- Task material
_____

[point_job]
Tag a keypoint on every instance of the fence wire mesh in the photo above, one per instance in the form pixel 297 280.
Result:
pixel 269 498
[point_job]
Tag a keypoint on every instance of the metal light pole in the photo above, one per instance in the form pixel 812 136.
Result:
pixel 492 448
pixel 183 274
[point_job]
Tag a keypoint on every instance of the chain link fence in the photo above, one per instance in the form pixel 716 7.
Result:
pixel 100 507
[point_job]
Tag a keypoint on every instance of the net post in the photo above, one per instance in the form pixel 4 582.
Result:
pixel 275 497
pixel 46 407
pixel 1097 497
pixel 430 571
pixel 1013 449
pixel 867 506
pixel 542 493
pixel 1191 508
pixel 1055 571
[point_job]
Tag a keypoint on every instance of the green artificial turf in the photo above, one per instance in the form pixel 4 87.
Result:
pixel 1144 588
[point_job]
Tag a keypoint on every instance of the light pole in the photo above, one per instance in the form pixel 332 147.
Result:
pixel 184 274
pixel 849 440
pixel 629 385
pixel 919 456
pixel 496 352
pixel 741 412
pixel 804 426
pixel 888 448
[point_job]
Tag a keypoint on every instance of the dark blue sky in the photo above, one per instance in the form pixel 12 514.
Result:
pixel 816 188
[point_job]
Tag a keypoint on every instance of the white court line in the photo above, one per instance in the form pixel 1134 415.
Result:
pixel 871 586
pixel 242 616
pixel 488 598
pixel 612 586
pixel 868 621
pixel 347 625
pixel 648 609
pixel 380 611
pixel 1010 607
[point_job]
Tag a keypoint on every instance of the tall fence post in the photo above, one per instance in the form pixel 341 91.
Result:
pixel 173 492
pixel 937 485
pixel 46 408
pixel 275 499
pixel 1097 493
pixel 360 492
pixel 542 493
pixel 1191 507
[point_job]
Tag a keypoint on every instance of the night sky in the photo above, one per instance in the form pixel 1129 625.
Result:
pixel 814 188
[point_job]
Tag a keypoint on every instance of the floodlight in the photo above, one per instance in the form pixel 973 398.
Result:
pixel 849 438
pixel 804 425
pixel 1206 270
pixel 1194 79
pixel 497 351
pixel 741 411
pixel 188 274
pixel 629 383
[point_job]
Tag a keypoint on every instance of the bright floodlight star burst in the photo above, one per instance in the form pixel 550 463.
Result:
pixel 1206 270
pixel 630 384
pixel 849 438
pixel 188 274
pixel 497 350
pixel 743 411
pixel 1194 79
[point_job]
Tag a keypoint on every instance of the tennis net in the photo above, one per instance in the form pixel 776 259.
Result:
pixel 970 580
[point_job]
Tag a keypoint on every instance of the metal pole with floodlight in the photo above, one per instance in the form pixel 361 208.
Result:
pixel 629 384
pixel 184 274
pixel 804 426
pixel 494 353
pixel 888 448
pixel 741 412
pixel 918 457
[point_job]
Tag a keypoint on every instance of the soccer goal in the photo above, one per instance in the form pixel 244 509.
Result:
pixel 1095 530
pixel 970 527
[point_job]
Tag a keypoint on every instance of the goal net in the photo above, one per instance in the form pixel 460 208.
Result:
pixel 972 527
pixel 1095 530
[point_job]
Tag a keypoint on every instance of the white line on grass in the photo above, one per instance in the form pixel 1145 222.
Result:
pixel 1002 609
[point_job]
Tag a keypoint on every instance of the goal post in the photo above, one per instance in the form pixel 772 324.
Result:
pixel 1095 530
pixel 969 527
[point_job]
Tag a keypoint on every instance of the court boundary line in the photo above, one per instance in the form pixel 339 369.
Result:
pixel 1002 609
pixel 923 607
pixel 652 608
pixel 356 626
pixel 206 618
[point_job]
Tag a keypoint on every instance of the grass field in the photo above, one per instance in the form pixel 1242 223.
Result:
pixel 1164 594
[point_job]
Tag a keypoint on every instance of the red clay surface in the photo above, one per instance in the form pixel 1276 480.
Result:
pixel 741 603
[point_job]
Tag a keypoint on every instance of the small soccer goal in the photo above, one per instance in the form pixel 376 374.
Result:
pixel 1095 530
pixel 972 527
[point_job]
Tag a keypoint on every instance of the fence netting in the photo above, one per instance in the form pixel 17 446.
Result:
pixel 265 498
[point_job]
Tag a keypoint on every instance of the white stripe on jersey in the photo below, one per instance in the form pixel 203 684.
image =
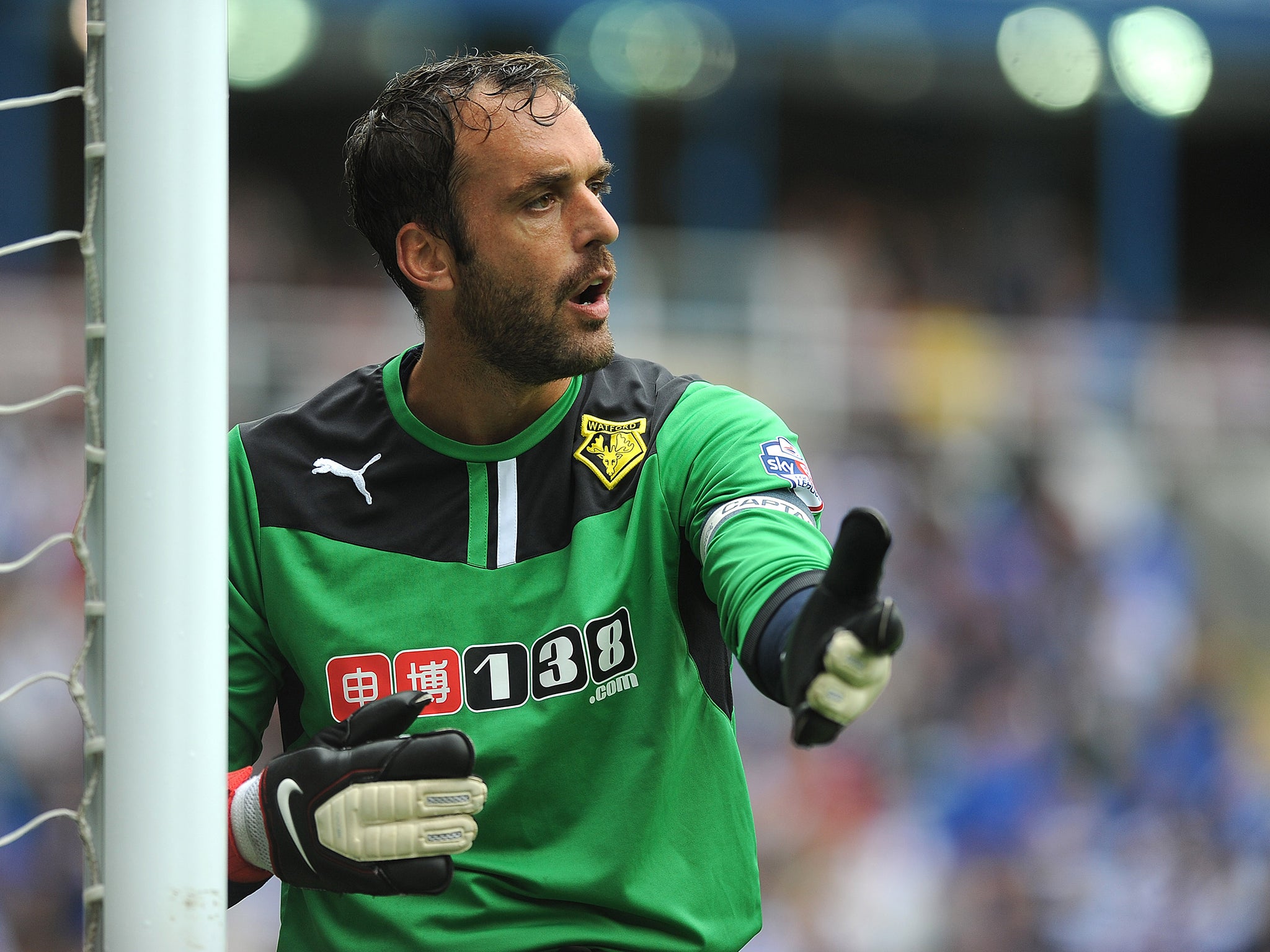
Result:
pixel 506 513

_____

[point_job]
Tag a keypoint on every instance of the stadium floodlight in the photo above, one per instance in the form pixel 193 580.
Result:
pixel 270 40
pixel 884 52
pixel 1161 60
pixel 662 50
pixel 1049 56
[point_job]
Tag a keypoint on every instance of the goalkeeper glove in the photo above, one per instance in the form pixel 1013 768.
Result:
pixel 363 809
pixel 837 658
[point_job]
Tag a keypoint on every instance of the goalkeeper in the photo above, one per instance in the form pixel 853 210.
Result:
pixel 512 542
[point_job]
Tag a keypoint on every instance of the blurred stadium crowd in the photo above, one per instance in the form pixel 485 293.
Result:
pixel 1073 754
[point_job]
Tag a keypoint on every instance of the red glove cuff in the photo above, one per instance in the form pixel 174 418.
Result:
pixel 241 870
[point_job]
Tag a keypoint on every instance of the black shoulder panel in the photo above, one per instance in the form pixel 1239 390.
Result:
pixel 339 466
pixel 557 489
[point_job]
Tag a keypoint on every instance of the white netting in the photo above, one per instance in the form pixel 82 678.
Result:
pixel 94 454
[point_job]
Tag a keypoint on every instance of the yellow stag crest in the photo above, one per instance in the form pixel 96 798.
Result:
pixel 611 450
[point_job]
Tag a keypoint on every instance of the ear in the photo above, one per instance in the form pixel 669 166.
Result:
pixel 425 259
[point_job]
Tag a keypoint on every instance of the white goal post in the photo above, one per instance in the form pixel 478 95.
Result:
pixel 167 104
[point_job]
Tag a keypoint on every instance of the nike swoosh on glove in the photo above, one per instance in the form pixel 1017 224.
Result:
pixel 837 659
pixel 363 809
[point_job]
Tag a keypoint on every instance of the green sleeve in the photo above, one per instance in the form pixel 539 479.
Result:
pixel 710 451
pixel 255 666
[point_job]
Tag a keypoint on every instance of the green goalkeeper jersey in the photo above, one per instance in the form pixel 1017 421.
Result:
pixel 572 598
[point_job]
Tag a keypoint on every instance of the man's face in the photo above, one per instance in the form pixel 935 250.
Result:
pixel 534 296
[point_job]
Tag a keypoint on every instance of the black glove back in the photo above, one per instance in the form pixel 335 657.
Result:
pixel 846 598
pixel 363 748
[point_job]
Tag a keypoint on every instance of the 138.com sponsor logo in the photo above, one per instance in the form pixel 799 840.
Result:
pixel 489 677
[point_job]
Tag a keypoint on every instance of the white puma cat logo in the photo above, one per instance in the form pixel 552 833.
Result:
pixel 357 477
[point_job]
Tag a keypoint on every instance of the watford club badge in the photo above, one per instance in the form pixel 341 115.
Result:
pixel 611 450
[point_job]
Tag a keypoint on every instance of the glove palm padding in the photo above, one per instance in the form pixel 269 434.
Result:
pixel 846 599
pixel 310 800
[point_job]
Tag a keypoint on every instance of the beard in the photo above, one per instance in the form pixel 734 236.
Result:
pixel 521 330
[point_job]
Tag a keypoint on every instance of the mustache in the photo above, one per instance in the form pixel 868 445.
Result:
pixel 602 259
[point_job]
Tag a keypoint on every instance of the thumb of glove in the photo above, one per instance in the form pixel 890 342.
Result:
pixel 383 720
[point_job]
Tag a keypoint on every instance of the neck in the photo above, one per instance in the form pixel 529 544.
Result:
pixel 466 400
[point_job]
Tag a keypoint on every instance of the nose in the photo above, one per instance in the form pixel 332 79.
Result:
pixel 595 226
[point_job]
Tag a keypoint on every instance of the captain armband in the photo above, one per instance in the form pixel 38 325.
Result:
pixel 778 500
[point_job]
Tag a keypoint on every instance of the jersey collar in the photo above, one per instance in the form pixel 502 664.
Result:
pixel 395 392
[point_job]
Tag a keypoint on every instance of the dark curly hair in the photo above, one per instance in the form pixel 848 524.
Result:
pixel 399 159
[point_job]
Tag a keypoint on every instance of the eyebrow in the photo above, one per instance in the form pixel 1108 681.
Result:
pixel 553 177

_____

- What you have to do
Out of the records above, pull the lines that include the word "white".

- Exercise response
Tag a keypoint on every instance of the white court line in the photo above, one per instance in the form pixel 1134 415.
Tag a keypoint on every instance of the white line on grass in the photo above, one per instance in the form pixel 1145 222.
Tag a keypoint on every instance of the white stripe on jersey in the photo below, one per instance in the form pixel 203 684.
Tag a keypoint on every instance of the white netting in the photo above, one per instance in the form pixel 82 678.
Tag a keypoint on every instance of the white goal post in the photo above, one per instance in the form pixel 478 95.
Tag a keypoint on every instance of the white puma cat logo in the photo above, one per instance in the form pixel 552 833.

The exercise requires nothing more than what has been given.